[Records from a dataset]
┄┄┄┄┄┄
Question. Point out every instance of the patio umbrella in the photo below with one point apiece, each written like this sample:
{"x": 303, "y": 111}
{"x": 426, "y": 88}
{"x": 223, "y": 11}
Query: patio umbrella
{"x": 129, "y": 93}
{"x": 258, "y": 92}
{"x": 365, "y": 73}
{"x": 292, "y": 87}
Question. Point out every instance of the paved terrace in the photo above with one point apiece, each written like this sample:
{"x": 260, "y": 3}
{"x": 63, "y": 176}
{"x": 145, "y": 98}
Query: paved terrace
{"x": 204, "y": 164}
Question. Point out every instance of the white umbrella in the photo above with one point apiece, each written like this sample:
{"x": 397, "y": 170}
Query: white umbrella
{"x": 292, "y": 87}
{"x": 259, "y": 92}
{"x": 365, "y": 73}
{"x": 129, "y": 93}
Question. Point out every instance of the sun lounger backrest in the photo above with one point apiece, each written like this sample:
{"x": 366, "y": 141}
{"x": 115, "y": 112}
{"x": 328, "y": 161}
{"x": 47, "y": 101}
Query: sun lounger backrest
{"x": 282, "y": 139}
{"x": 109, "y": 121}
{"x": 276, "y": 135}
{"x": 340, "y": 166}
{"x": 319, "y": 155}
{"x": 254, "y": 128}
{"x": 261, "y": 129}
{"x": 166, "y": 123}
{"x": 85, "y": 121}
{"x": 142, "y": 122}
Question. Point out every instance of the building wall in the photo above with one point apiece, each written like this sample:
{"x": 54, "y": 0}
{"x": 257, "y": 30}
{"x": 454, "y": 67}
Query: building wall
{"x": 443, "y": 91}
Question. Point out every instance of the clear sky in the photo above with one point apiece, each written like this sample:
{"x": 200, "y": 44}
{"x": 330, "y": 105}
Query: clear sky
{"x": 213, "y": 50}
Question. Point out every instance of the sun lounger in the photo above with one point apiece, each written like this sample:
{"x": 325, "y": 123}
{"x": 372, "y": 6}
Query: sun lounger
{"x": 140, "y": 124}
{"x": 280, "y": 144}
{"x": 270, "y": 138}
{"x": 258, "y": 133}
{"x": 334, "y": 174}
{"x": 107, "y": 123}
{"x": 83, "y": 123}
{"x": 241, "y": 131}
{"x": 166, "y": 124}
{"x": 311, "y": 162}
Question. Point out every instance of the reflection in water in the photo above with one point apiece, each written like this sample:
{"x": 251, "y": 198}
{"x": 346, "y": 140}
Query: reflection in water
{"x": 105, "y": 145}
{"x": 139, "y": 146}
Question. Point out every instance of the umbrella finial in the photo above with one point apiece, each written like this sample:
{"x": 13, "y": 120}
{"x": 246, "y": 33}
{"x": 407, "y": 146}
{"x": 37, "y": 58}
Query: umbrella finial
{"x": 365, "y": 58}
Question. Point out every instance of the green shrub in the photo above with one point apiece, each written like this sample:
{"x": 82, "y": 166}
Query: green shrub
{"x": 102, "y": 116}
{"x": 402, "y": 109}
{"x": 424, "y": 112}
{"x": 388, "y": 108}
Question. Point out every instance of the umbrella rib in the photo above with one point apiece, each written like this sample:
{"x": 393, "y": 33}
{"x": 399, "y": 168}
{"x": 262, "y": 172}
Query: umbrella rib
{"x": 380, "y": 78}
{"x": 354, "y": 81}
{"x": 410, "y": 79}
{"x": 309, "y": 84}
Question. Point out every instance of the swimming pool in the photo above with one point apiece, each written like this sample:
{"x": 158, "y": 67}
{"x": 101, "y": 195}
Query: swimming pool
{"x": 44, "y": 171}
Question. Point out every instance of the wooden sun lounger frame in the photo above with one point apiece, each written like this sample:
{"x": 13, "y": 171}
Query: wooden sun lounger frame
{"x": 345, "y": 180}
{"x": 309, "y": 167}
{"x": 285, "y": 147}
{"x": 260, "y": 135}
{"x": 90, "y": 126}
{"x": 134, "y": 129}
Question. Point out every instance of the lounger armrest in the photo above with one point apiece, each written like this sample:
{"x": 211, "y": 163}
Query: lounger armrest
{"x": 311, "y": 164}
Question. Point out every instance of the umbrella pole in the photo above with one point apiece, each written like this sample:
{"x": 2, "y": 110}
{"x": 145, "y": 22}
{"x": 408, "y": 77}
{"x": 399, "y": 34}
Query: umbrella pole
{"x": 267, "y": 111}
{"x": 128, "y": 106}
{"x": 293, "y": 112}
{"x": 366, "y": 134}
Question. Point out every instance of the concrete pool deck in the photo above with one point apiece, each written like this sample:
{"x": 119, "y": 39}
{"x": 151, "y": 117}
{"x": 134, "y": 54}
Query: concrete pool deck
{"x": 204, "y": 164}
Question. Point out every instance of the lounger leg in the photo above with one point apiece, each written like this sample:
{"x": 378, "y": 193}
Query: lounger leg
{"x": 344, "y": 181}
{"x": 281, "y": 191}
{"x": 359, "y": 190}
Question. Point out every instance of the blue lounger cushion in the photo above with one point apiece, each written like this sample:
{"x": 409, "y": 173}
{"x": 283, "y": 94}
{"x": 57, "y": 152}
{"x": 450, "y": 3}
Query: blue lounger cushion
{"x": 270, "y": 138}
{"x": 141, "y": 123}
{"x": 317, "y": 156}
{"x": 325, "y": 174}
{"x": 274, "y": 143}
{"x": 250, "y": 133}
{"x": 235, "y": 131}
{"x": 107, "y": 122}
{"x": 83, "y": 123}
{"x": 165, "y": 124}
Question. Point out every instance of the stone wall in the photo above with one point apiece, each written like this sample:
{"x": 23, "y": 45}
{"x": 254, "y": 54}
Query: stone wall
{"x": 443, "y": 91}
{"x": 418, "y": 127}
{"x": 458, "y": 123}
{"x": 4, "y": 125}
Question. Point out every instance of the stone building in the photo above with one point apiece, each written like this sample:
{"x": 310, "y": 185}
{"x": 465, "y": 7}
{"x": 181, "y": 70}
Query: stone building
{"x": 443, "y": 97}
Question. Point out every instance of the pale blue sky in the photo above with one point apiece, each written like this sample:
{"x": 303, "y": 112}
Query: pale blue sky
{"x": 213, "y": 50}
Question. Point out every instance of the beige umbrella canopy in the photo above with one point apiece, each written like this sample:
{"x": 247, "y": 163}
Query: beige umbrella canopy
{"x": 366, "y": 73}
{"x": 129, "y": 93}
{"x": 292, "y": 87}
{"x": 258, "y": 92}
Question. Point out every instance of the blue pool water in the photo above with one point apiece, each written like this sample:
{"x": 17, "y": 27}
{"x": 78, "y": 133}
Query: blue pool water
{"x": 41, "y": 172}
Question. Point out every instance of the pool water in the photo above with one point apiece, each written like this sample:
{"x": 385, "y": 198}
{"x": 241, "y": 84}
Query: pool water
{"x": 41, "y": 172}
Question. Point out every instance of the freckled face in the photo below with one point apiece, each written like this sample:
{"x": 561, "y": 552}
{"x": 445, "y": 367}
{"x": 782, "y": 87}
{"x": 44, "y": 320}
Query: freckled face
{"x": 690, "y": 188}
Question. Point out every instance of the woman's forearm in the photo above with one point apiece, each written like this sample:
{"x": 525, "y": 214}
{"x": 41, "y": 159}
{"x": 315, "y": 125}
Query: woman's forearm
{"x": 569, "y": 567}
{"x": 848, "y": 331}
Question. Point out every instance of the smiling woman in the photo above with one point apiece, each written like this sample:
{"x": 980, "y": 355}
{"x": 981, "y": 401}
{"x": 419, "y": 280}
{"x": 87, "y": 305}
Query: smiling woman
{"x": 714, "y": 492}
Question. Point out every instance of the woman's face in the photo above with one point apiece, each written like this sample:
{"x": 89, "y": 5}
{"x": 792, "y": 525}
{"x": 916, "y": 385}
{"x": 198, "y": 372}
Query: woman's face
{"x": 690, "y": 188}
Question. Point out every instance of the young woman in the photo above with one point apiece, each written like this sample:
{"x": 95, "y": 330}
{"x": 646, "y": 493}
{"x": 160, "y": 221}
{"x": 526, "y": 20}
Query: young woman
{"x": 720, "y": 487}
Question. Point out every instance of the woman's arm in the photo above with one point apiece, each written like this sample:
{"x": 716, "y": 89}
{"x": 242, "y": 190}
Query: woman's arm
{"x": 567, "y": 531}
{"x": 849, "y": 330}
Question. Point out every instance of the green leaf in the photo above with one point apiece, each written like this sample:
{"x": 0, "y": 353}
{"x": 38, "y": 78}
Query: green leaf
┄┄┄┄┄┄
#### [PROBLEM DETAILS]
Go line by line through the data above and report each one that holds the string "below".

#### [PROBLEM SOLUTION]
Question. Point out every instance of the patio umbrella in the photo below with one point apiece, each written like this sample:
Question. Point out every instance of the freckled face in the photo below with one point apiece, each written like this sample:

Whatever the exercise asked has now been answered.